» Objective:
Write out the material below exactly, beginning at the line that contains "Locate the white whiteboard" and ending with its last line, both ends included; write nothing else.

» Supplied data:
————————
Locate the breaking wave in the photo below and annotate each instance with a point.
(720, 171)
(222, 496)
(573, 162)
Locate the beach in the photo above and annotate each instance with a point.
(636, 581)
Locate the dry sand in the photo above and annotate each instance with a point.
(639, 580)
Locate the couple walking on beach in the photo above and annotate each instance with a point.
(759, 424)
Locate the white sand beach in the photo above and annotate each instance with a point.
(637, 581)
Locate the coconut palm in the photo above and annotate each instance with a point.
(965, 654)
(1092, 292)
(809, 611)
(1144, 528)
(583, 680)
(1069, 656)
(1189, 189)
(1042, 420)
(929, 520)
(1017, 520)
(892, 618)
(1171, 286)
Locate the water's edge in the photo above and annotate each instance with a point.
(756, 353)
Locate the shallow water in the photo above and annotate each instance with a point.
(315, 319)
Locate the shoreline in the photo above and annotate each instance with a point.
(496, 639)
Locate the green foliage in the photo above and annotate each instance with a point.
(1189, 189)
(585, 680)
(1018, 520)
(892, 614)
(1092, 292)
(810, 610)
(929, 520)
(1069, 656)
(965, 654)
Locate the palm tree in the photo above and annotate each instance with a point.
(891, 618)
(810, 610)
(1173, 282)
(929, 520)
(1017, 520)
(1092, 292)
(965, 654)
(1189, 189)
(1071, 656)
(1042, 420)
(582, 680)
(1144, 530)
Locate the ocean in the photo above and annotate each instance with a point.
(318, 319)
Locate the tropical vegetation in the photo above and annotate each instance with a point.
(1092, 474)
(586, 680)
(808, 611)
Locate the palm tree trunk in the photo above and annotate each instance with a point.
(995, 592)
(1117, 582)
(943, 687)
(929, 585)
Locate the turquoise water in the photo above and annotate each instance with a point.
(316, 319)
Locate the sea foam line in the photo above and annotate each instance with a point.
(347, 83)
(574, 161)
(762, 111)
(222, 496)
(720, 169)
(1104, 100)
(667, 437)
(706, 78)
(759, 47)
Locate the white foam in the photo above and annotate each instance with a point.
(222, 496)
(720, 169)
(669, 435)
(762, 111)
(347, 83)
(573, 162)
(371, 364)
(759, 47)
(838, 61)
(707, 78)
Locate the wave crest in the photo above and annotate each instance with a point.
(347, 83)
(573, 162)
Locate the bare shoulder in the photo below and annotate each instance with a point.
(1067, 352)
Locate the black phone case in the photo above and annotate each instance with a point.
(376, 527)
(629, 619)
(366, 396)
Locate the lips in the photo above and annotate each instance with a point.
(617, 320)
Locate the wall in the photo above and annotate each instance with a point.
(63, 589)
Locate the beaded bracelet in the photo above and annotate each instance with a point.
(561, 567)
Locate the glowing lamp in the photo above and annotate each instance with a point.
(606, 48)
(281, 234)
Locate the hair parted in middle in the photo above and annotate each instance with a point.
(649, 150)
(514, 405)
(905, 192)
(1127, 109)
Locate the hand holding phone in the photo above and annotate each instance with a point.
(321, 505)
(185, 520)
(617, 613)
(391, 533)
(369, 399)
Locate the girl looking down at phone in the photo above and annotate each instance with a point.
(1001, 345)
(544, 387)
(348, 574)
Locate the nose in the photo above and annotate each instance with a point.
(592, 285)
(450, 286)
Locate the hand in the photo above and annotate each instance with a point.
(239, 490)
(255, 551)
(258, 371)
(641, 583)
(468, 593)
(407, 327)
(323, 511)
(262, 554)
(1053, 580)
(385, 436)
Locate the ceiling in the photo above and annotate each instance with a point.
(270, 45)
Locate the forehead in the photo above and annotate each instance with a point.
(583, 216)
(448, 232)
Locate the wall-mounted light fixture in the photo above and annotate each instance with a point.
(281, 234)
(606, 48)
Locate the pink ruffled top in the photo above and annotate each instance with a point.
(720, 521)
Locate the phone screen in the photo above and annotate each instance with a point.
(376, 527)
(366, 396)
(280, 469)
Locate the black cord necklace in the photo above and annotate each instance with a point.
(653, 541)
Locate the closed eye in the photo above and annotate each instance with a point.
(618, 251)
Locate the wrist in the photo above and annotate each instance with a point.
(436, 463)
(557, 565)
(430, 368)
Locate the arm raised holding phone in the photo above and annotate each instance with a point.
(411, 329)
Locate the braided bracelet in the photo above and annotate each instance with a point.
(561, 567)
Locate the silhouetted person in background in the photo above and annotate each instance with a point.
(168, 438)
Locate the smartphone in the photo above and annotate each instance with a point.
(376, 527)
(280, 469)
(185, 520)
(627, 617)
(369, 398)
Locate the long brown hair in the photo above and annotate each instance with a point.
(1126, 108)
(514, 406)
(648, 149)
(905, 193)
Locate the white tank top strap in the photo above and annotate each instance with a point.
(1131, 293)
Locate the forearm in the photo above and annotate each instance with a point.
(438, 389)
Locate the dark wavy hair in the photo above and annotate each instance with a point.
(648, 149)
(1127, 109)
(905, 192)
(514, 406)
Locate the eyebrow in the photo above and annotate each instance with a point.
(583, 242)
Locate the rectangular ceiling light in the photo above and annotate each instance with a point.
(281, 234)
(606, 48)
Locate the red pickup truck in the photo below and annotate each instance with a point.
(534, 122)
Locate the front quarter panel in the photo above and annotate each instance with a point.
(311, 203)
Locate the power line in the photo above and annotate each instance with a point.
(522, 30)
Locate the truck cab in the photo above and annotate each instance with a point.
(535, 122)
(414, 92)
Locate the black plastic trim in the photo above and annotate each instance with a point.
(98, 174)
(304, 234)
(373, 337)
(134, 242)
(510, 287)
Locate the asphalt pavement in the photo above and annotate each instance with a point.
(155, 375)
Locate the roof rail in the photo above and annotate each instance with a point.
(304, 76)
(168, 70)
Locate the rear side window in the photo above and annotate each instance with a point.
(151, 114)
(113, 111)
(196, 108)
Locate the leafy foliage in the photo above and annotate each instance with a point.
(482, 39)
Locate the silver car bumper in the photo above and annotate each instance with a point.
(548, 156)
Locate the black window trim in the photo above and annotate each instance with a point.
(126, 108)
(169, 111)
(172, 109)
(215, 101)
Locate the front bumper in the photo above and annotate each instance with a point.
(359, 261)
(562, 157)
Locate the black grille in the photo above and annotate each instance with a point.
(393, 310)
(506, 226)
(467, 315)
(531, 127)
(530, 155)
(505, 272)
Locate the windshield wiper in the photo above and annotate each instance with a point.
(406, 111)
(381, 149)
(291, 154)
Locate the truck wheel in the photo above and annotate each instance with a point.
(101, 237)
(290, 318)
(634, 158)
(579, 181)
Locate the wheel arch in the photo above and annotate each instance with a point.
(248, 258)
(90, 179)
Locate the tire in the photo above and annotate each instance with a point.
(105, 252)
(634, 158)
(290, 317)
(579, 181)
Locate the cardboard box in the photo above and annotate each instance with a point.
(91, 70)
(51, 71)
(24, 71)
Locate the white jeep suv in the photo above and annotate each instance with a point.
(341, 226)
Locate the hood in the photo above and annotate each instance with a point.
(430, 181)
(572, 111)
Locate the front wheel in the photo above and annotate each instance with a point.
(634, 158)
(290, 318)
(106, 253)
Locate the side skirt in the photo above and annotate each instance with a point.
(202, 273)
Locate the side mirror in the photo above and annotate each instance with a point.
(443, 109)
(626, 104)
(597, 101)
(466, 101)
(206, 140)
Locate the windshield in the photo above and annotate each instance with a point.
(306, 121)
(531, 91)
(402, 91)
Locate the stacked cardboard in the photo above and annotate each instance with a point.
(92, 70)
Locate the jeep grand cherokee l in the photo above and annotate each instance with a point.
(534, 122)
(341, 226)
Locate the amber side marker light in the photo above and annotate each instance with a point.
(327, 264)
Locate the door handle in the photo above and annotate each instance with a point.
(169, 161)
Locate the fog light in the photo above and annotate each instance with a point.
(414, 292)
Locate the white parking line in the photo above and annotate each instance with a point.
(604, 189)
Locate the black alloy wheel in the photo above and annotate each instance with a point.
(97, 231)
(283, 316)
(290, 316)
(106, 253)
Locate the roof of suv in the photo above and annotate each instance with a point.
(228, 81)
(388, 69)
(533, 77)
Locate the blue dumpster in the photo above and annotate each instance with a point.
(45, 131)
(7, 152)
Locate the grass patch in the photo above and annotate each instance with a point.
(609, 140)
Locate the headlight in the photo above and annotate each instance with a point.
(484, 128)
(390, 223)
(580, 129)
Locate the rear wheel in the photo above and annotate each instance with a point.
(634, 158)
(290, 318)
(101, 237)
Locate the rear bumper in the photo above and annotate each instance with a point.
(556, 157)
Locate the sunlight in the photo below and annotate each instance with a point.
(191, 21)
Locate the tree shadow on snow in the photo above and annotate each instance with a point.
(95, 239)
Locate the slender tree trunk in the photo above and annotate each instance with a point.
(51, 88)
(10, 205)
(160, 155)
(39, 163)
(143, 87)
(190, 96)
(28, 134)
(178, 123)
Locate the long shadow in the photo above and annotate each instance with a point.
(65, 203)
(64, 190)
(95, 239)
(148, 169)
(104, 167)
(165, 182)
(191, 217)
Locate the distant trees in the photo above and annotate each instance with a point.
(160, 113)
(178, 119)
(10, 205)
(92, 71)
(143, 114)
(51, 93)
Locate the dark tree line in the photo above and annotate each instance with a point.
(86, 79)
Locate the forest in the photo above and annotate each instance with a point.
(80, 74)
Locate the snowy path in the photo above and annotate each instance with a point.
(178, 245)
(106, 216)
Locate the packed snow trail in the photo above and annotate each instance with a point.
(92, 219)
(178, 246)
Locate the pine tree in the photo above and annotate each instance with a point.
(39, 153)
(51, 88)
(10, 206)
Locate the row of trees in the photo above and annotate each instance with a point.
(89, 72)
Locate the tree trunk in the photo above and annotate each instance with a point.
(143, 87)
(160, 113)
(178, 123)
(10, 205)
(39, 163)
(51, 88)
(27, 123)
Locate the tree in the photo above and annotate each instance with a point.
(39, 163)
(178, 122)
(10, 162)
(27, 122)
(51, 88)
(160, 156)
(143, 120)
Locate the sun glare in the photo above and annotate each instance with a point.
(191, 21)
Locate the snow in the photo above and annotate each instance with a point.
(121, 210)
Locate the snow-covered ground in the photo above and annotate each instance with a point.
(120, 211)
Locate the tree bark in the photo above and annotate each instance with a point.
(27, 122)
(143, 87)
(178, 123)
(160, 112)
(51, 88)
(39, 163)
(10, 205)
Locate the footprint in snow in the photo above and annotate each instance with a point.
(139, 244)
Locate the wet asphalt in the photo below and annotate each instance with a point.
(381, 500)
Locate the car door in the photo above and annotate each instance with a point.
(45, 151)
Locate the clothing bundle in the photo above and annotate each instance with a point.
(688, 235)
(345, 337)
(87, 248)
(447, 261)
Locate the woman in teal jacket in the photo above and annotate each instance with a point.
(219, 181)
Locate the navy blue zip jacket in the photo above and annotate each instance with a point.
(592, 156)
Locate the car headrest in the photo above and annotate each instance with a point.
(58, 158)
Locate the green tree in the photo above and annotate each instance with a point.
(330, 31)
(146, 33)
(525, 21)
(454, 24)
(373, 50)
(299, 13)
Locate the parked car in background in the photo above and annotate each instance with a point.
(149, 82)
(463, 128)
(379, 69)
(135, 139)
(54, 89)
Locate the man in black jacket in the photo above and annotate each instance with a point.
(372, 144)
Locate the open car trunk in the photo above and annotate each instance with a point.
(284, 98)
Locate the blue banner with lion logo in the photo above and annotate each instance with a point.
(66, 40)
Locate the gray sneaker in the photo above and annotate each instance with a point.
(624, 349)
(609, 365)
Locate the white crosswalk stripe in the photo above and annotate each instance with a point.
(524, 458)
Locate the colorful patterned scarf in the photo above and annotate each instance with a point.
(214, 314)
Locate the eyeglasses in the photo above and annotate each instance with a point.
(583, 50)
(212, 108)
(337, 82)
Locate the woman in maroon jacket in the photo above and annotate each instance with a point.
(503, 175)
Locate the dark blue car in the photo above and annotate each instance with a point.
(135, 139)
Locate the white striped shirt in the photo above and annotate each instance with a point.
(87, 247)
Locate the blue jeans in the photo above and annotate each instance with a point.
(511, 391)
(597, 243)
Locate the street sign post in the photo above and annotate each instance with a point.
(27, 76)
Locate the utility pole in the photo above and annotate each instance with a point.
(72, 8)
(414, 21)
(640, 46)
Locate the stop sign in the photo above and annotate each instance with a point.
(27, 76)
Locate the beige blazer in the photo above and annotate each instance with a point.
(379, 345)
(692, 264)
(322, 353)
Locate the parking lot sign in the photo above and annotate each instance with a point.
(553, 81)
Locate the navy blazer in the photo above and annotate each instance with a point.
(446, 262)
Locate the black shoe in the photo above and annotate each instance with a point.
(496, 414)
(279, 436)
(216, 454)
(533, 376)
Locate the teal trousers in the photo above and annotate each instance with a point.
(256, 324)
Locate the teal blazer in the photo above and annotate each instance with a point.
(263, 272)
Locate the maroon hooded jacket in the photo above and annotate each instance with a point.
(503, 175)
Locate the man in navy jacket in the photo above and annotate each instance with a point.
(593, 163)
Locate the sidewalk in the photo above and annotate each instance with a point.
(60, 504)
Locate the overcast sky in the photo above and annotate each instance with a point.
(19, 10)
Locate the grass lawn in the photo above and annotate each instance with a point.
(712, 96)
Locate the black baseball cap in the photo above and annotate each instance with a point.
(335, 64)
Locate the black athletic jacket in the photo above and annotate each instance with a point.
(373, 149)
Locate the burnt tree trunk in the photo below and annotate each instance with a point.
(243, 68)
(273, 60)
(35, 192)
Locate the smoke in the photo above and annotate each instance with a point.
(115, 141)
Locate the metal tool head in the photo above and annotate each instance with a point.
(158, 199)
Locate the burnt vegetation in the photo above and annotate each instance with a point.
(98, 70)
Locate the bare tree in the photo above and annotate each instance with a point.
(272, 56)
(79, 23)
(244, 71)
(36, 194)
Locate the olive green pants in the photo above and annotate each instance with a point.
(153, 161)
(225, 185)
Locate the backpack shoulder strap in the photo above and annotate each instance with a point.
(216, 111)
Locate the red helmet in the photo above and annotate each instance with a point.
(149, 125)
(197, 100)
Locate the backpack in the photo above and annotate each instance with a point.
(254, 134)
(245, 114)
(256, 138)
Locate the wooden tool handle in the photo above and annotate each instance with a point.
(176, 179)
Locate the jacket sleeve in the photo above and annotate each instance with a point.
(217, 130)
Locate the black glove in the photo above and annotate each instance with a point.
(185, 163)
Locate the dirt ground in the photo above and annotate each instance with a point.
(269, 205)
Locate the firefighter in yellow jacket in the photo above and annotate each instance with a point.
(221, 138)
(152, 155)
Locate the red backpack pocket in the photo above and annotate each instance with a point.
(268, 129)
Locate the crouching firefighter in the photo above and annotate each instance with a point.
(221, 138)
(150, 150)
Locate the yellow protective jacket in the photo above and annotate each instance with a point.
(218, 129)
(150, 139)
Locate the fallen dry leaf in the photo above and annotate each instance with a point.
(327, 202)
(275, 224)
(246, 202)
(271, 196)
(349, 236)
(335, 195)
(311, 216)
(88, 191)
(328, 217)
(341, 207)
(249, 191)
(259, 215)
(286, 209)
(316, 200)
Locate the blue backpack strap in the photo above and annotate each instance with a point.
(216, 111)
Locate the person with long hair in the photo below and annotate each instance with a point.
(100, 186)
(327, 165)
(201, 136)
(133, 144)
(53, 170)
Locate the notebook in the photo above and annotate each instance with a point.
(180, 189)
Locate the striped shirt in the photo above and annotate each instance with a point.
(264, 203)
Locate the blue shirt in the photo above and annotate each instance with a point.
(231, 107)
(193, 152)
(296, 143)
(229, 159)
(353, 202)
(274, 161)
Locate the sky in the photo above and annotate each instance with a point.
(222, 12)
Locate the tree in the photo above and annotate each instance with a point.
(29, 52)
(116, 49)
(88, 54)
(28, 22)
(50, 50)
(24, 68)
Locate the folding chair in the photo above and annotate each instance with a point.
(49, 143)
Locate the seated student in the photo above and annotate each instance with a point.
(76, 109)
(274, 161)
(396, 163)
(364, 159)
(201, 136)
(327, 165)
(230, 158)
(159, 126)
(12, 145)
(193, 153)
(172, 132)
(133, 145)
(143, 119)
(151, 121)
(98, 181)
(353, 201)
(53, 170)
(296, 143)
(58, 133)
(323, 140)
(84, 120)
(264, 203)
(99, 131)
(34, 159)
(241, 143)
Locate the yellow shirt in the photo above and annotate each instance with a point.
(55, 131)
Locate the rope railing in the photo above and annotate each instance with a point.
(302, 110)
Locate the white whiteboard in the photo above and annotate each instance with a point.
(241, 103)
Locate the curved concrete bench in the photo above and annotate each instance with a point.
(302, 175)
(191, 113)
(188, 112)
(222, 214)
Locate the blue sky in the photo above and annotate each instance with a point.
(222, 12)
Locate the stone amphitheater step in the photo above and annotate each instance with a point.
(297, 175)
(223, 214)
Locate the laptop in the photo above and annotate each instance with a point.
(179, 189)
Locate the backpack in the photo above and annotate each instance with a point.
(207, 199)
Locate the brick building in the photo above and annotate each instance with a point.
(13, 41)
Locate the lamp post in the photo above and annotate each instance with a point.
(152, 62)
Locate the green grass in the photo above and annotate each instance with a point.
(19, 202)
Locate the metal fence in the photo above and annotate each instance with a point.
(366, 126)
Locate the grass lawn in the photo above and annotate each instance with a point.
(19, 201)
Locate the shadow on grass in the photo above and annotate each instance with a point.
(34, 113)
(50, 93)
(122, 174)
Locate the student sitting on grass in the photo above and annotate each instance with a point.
————————
» Exercise answer:
Locate the white whiteboard in the photo above and annotate each instance with a point.
(241, 103)
Locate the curved concrete bench in the photo above and annotate each instance with a point.
(302, 175)
(191, 113)
(188, 112)
(222, 214)
Locate the blue sky in the photo above and annotate each instance with a point.
(222, 12)
Locate the stone amphitheater step in the photo above and annotate each instance with a point.
(297, 175)
(223, 214)
Locate the laptop in the photo above and annotate each instance with a point.
(179, 189)
Locate the backpack in the photo above and annotate each instance with a point.
(207, 199)
Locate the brick building in the photo above and annotate each instance with a point.
(13, 41)
Locate the lamp post in the photo above and annotate each instance with a point.
(152, 62)
Locate the green grass in the photo above and annotate each instance with a point.
(19, 202)
Locate the metal fence in the photo above and annotate each instance with a point.
(366, 126)
Locate the grass lawn in the photo above and annotate each instance with a point.
(19, 201)
Locate the shadow on grass in the photo above and annotate each instance with a point.
(34, 113)
(50, 93)
(122, 174)
Locate the student sitting on grass in the photo above and annotate each instance with a point.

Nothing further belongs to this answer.